Testo estratto:
────────────────────────────────────────

CONSIDERATO IN DIRITTO
6. I ricorsi sono fondati nei termini di seguito indicati.
6.1. Osserva preliminarmente la Corte che l’esame dei motivi di ricorso puo’ essere effettuato prendendo in considerazione sia la motivazione della sentenza impugnata sia quella della sentenza di primo grado, e cio’ in quanto i giudici di merito hanno adottato, quanto al profilo della responsabilita’ dell’imputato, decisioni e percorsi motivazionali comuni che possono essere valutati congiuntamente, ai fini di una efficace ricostruzione della vicenda processuale e di una migliore comprensione delle censure del ricorrente.
E’ infatti appena il caso di ricordare che qualora il giudice d’appello abbia accertato e valutato, come in specie, il materiale probatorio con criteri omogenei a quelli usati dal giudice di primo grado, le motivazioni delle sentenze dei due gradi di merito costituiscono una sola entita’ logico-giuridica, alla quale occorre far riferimento per giudicare della congruita’ della motivazione, integrando e completando quella adottata dal primo giudice le eventuali carenze di quella d’appello (Sez. 1, n. 1309 del 22/11/1993, dep. 1994, Scardaccione, Rv. 197250). Invero, allorche’ le sentenze di primo e secondo grado concordino nell’analisi e nella valutazione degli elementi di prova posti a fondamento delle rispettive decisioni, la struttura motivazionale della sentenza di appello si salda con quella precedente per formare un unico complesso corpo argomentativo (ex plurimis, Sez. 1, n. 8868 del 26/06/2000, Sangiorgi, Rv. 216906).

────────────────────────────────────────

Consegna: Ricopia alla lettera il passo del testo estratto che va da "CONSIDERATO IN DIRITTO" fino a "censure del ricorrente." incluso.

[Esempi di rilevamento]
────────────────────────────────────────

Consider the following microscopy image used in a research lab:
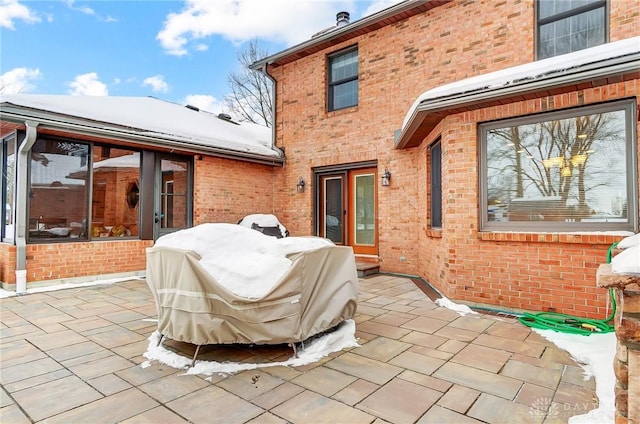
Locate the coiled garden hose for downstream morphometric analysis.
[518,242,618,336]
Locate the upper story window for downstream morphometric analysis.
[537,0,607,59]
[328,48,358,111]
[429,139,442,228]
[479,101,638,232]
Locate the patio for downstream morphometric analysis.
[0,274,597,424]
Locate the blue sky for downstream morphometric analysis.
[0,0,398,113]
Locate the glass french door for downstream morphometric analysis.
[317,168,378,255]
[154,155,192,238]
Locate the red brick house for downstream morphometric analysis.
[252,0,640,317]
[0,94,284,290]
[0,0,640,317]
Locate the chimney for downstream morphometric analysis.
[336,12,349,27]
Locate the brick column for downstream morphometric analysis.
[597,264,640,424]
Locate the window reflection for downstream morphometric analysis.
[91,146,140,238]
[29,139,89,240]
[485,105,632,228]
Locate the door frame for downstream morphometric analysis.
[152,153,193,240]
[312,160,379,255]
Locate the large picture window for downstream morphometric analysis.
[537,0,607,59]
[328,49,358,111]
[480,101,638,231]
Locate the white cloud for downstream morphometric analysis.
[0,68,42,94]
[156,0,355,56]
[142,75,169,93]
[68,72,109,96]
[180,94,224,113]
[65,0,96,16]
[0,0,40,29]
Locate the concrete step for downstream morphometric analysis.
[356,262,380,278]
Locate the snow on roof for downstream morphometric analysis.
[155,223,334,299]
[0,94,280,157]
[402,37,640,128]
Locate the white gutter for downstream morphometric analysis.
[258,62,284,158]
[394,53,640,149]
[2,108,284,165]
[15,121,38,294]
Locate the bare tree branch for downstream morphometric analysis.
[224,40,273,127]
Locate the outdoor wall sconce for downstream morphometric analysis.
[296,177,304,193]
[381,168,391,187]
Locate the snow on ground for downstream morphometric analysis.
[140,320,360,376]
[436,297,617,424]
[534,329,616,424]
[436,297,477,316]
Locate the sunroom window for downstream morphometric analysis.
[91,145,140,238]
[479,101,638,231]
[328,49,358,111]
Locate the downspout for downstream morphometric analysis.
[260,62,284,157]
[15,121,38,294]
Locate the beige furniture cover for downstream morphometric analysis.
[146,246,358,345]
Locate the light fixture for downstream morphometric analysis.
[381,168,391,187]
[296,177,304,193]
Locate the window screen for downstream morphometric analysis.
[537,0,607,59]
[430,140,442,228]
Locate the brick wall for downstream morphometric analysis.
[270,1,640,316]
[194,157,276,225]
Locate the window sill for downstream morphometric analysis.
[478,231,633,245]
[427,228,442,238]
[327,105,358,116]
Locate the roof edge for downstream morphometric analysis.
[0,108,285,166]
[249,0,451,71]
[394,53,640,149]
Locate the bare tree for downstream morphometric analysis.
[224,40,273,127]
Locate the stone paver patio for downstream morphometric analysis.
[0,274,597,424]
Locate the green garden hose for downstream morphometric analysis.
[518,242,618,336]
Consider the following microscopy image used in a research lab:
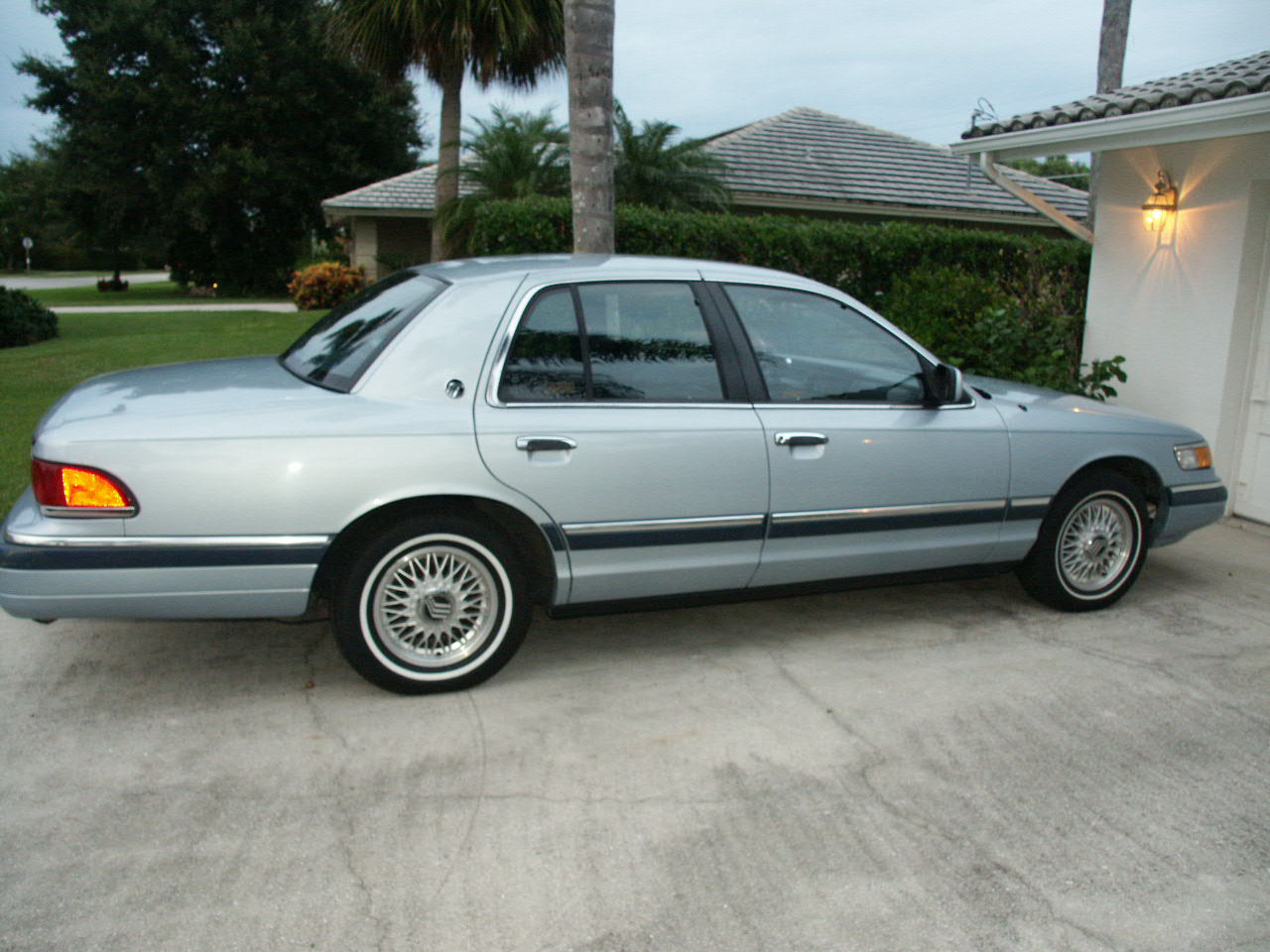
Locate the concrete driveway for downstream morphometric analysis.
[0,523,1270,952]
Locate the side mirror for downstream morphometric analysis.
[926,363,965,407]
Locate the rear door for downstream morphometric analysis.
[476,281,767,603]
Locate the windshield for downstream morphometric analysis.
[280,272,445,393]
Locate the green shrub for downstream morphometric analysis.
[470,198,1102,396]
[877,268,1010,359]
[884,253,1102,399]
[0,287,58,348]
[287,262,366,311]
[467,198,1089,311]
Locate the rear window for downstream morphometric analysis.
[280,272,445,393]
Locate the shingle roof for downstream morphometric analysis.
[961,50,1270,139]
[708,108,1088,223]
[322,108,1087,223]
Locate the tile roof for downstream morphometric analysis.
[322,165,472,214]
[708,108,1088,225]
[322,108,1087,225]
[961,50,1270,139]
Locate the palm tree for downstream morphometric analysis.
[442,105,569,254]
[566,0,613,254]
[1085,0,1133,231]
[613,104,727,210]
[462,105,569,198]
[331,0,564,260]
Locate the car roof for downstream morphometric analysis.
[412,254,817,287]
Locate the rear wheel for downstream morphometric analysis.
[331,517,530,694]
[1017,471,1147,612]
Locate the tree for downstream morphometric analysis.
[440,105,569,254]
[462,105,569,198]
[613,104,727,210]
[566,0,615,254]
[1088,0,1133,230]
[19,0,418,291]
[331,0,564,260]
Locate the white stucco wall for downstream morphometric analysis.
[1084,133,1270,481]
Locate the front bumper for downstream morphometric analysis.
[1152,481,1229,545]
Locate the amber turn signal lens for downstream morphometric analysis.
[31,459,136,511]
[1174,443,1212,470]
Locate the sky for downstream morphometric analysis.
[0,0,1270,159]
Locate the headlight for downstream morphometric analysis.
[1174,443,1212,470]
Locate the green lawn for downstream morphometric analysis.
[0,310,321,512]
[26,281,290,307]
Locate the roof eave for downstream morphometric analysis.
[321,200,433,222]
[731,190,1081,228]
[949,92,1270,160]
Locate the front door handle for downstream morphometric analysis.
[776,432,829,447]
[516,436,577,453]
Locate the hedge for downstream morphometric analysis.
[470,198,1123,396]
[471,198,1089,308]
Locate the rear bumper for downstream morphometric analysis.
[0,503,330,618]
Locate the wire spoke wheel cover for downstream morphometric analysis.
[331,516,530,694]
[1056,495,1138,594]
[1016,470,1148,612]
[368,542,500,667]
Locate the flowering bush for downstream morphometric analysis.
[287,262,366,311]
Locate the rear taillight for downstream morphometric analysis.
[31,459,137,517]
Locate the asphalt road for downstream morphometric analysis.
[0,525,1270,952]
[0,272,168,291]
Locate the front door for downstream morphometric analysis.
[1234,220,1270,523]
[725,285,1010,585]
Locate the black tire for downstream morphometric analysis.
[1016,471,1147,612]
[331,516,530,694]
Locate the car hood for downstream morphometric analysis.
[37,357,341,438]
[965,375,1203,441]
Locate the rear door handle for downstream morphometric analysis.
[516,436,577,453]
[776,432,829,447]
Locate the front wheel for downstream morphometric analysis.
[331,517,530,694]
[1017,472,1147,612]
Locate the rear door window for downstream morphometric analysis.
[498,282,724,403]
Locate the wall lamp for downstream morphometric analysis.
[1142,169,1178,231]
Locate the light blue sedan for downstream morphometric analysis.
[0,257,1226,693]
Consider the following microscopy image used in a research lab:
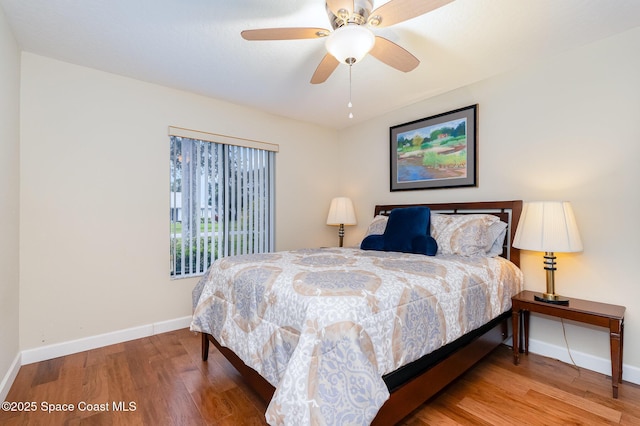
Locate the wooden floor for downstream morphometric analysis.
[0,330,640,426]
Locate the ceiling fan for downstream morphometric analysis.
[241,0,453,84]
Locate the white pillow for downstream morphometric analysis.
[431,213,507,257]
[365,214,389,237]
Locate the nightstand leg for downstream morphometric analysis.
[522,310,530,355]
[511,309,520,365]
[609,319,623,398]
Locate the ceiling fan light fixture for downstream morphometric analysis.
[325,24,376,65]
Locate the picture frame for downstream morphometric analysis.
[389,104,478,191]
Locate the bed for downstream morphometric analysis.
[191,200,523,425]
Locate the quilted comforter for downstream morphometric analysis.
[191,248,523,426]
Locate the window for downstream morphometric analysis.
[169,127,277,278]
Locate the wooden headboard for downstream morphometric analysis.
[374,200,522,266]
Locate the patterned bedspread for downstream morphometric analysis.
[191,248,523,426]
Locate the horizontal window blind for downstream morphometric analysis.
[170,128,277,278]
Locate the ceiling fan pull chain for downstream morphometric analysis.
[347,64,353,118]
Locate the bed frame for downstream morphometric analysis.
[202,200,522,425]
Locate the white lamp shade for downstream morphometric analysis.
[513,201,582,253]
[325,24,376,63]
[327,197,357,225]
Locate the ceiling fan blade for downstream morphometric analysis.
[327,0,354,16]
[311,53,340,84]
[369,36,420,72]
[369,0,453,28]
[240,28,329,41]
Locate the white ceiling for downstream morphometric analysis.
[0,0,640,129]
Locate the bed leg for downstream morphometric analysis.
[200,333,209,361]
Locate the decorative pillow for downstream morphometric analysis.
[384,207,431,253]
[360,207,438,256]
[431,213,507,257]
[365,214,389,238]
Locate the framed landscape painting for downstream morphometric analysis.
[389,105,478,191]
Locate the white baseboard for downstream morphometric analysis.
[0,353,22,401]
[520,339,640,385]
[22,316,191,365]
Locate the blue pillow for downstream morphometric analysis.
[383,207,431,253]
[360,207,438,256]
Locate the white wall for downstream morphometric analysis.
[20,53,337,350]
[0,8,20,400]
[338,28,640,382]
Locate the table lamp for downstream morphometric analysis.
[327,197,357,247]
[513,201,582,305]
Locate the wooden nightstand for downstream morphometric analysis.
[511,290,626,398]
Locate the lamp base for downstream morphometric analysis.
[533,293,569,305]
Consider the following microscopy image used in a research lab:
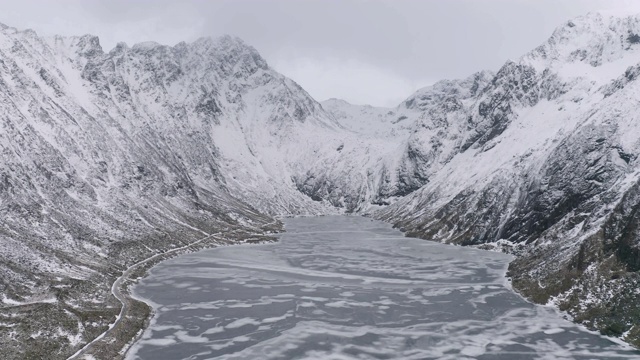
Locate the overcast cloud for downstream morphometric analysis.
[0,0,640,106]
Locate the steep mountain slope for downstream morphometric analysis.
[0,26,350,358]
[0,9,640,358]
[377,14,640,344]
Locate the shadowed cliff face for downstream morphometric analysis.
[377,15,640,344]
[5,9,640,358]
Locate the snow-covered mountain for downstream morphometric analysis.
[0,9,640,357]
[377,14,640,345]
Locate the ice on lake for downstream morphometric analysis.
[127,216,640,360]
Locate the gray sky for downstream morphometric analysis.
[0,0,640,106]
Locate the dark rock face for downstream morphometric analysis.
[376,15,640,345]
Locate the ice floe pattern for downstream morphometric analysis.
[128,216,640,360]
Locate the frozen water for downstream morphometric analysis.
[128,216,640,360]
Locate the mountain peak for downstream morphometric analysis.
[524,12,640,67]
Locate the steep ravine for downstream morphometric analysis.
[0,9,640,358]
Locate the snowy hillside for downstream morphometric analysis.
[0,9,640,358]
[377,14,640,344]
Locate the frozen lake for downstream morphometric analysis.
[127,216,640,360]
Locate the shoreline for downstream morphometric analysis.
[67,214,638,360]
[67,228,277,360]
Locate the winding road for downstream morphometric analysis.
[67,233,222,360]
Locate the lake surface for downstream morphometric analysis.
[127,216,640,360]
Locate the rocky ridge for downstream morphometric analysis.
[0,9,640,358]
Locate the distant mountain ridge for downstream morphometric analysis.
[0,10,640,358]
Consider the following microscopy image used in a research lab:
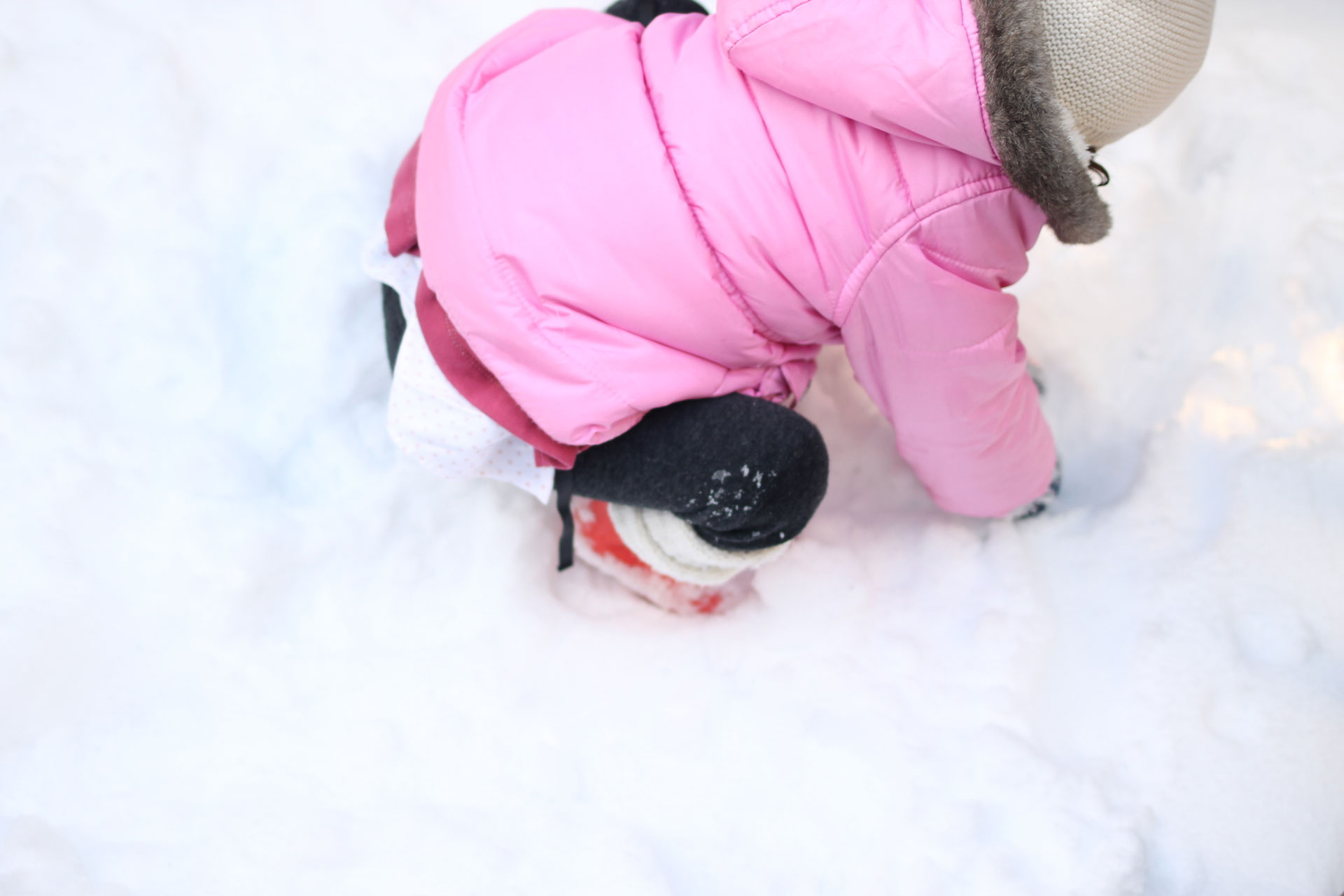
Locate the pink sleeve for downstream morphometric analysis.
[841,191,1055,517]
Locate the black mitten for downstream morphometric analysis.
[606,0,710,25]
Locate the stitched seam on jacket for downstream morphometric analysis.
[890,316,1017,357]
[742,69,834,329]
[834,174,1014,326]
[723,0,811,52]
[638,24,788,346]
[919,243,995,276]
[440,54,644,430]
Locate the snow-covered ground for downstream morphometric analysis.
[0,0,1344,896]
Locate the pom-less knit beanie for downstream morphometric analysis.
[1040,0,1214,148]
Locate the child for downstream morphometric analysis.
[368,0,1214,612]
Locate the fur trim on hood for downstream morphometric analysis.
[970,0,1110,243]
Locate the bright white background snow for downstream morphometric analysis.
[0,0,1344,896]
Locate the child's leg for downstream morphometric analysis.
[573,395,830,551]
[606,0,708,25]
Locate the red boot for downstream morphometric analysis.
[573,497,782,615]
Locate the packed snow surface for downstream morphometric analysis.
[0,0,1344,896]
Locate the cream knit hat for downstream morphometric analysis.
[1040,0,1214,148]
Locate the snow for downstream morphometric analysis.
[0,0,1344,896]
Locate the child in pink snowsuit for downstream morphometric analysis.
[374,0,1214,610]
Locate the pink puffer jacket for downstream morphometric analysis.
[414,0,1105,516]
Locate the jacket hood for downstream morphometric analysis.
[716,0,1110,243]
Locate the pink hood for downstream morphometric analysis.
[415,0,1055,516]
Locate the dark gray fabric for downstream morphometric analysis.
[383,284,406,370]
[383,291,831,550]
[573,395,831,551]
[970,0,1110,243]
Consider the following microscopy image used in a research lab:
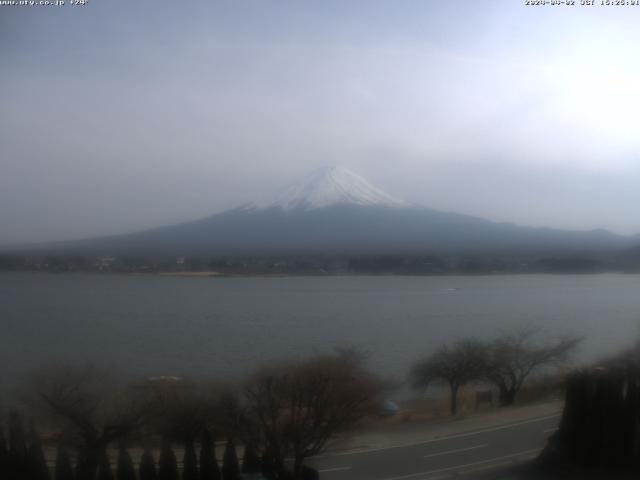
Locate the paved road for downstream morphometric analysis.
[310,414,560,480]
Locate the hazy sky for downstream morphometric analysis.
[0,0,640,244]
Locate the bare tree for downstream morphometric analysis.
[245,353,382,478]
[485,328,582,406]
[30,366,151,478]
[411,339,486,415]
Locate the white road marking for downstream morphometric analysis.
[320,412,562,458]
[384,448,541,480]
[424,443,489,458]
[318,467,351,473]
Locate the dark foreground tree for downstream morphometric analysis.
[116,445,136,480]
[33,366,152,480]
[182,439,198,480]
[98,451,113,480]
[138,448,158,480]
[53,447,73,480]
[27,428,51,480]
[245,352,382,479]
[242,443,260,474]
[7,410,29,480]
[485,328,581,406]
[0,423,9,478]
[158,440,180,480]
[222,439,240,480]
[411,339,486,415]
[200,429,220,480]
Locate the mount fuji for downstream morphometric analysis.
[33,167,637,257]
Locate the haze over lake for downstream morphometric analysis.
[0,273,640,383]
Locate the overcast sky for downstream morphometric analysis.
[0,0,640,244]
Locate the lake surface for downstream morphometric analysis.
[0,273,640,384]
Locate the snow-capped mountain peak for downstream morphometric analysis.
[249,167,407,211]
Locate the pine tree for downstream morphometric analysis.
[222,439,240,480]
[182,440,198,480]
[242,443,260,474]
[158,440,180,480]
[200,429,220,480]
[27,426,51,480]
[138,448,158,480]
[116,445,136,480]
[53,447,73,480]
[98,452,114,480]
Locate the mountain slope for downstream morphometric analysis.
[247,167,408,211]
[22,167,637,256]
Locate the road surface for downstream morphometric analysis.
[310,413,560,480]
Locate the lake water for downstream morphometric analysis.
[0,273,640,384]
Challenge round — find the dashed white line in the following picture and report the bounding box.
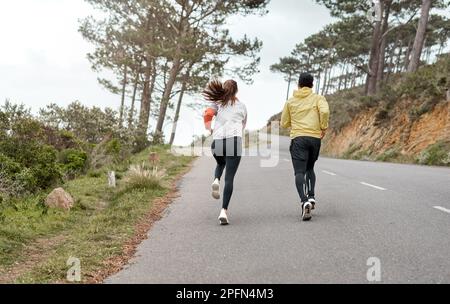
[322,170,337,176]
[360,182,387,191]
[433,206,450,214]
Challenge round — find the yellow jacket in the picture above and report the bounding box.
[281,88,330,139]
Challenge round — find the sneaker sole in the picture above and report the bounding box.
[212,184,220,200]
[219,217,230,226]
[302,204,311,222]
[309,201,316,210]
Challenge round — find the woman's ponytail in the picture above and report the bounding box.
[203,80,238,106]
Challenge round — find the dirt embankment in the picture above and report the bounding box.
[323,100,450,162]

────────────────────────────────────────

Soluzione dell'esercizio:
CONSIDERATO IN DIRITTO
6. I ricorsi sono fondati nei termini di seguito indicati.
6.1. Osserva preliminarmente la Corte che l’esame dei motivi di ricorso puo’ essere effettuato prendendo in considerazione sia la motivazione della sentenza impugnata sia quella della sentenza di primo grado, e cio’ in quanto i giudici di merito hanno adottato, quanto al profilo della responsabilita’ dell’imputato, decisioni e percorsi motivazionali comuni che possono essere valutati congiuntamente, ai fini di una efficace ricostruzione della vicenda processuale e di una migliore comprensione delle censure del ricorrente.